> AUFGABENSTELLUNG
Fassen Sie im Auszug zum Krieg im Sudan den Absatz, der mit „Nach dem Auslaufen einer Feuerpause“ beginnt, als knappe Stichpunktliste zusammen und behalten Sie dabei seine wesentlichen Fakten bei.

Beide Seiten setzen auf „große Offensiven“

Nach dem Auslaufen einer Feuerpause am Wochenende gehen die Kämpfe im Sudan zwischen der Armee und den paramilitärischen Rapid Support Forces (RSF) mit unverminderter Härte weiter. Armee-Einheiten bewegten sich laut der in London ansässigen Website Middle East Eye (MEE) aus zahlreichen Landesteilen nun auf die Hauptstadt Khartum zu, um diese zu befreien. Die RSF plant ebenfalls eine große Offensive. Und auch in der Region Darfur wird heftig gekämpft, die Lage sei „außer Kontrolle“, so der Gouverneur.

Die in London ansässige Website MEE sieht nach der Feuerpause die nunmehrige Eskalation als neue „tödlichere“ Phase in dem Krieg. Die Befürchtung ist groß, dass sich die Kämpfe auch auf andere Landesteile stärker ausweiten. Beide Seiten hätten große Offensiven vorbereitet, so Cameron Hudson, ehemaliger CIA-Analyst und leitender Mitarbeiter des Afrikaprogramms des US-Thinktanks Center for Strategic and International Studies (CSIS).

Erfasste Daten
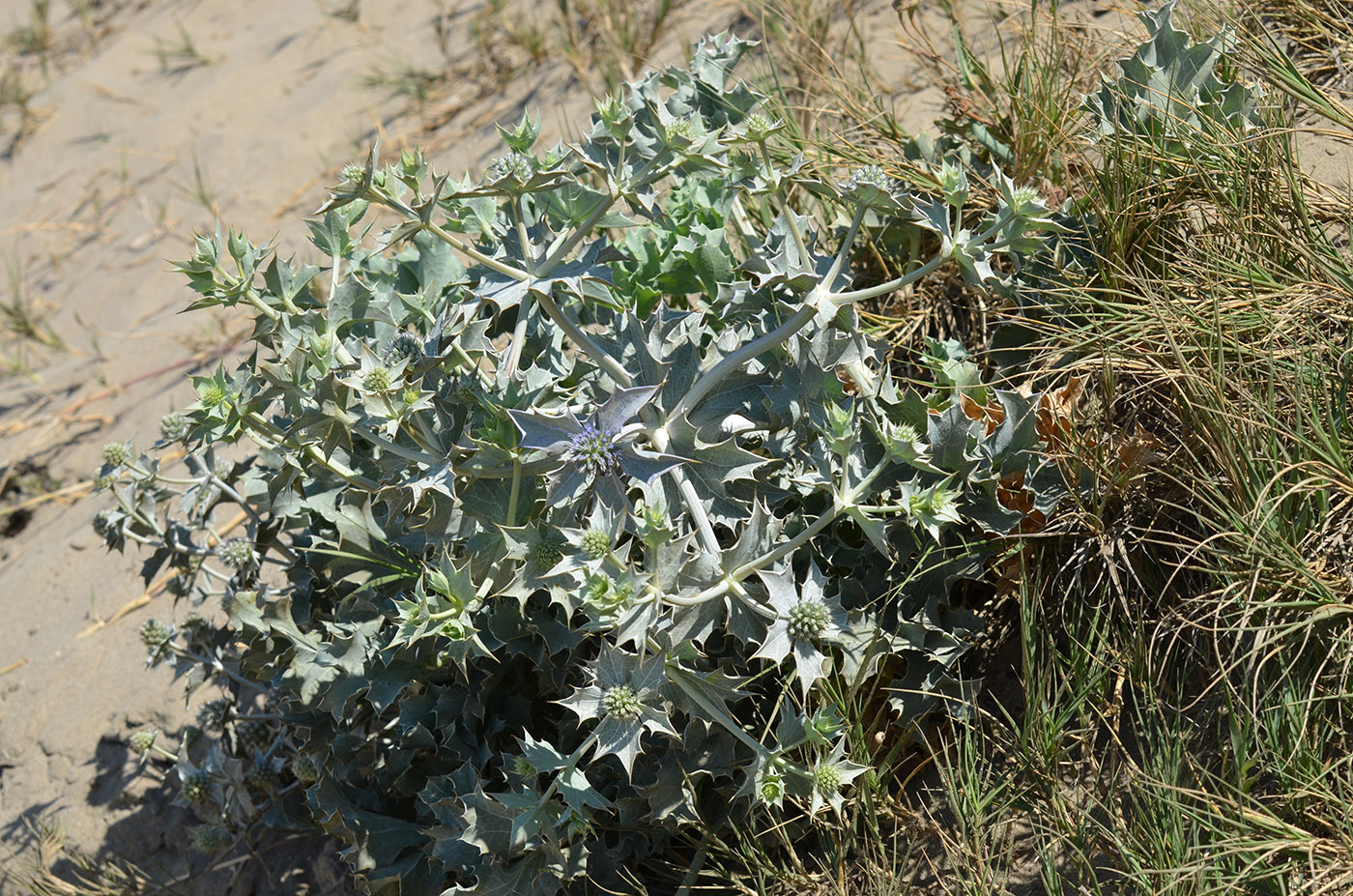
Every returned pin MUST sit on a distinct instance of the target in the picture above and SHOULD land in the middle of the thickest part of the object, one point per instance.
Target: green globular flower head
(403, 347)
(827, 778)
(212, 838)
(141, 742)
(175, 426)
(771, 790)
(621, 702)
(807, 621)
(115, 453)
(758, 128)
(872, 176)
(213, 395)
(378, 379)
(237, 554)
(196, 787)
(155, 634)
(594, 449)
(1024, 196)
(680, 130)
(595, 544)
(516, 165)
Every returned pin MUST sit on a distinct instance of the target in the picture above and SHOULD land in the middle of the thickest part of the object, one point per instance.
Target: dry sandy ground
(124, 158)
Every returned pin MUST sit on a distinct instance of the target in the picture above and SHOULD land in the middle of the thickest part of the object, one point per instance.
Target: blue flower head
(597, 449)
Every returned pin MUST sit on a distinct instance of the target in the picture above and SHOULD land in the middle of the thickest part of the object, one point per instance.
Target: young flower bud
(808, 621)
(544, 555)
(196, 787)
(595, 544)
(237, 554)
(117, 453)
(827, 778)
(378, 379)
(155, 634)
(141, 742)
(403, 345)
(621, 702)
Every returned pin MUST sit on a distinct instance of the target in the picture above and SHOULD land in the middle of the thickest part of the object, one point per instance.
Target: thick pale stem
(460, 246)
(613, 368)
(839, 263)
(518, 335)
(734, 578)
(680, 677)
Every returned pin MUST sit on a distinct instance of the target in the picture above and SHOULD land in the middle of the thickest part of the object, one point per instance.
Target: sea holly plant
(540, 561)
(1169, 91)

> ENDERGEBNIS
- Nach dem Ende einer Feuerpause am Wochenende kämpfen im Sudan die Armee und die paramilitärischen Rapid Support Forces (RSF) unvermindert hart weiter.
- Laut der Londoner Website Middle East Eye (MEE) rücken Armee-Einheiten aus zahlreichen Landesteilen auf Khartum vor, um die Hauptstadt zu befreien.
- Auch die RSF plant eine große Offensive.
- In Darfur wird ebenfalls heftig gekämpft; laut dem Gouverneur ist die Lage „außer Kontrolle“.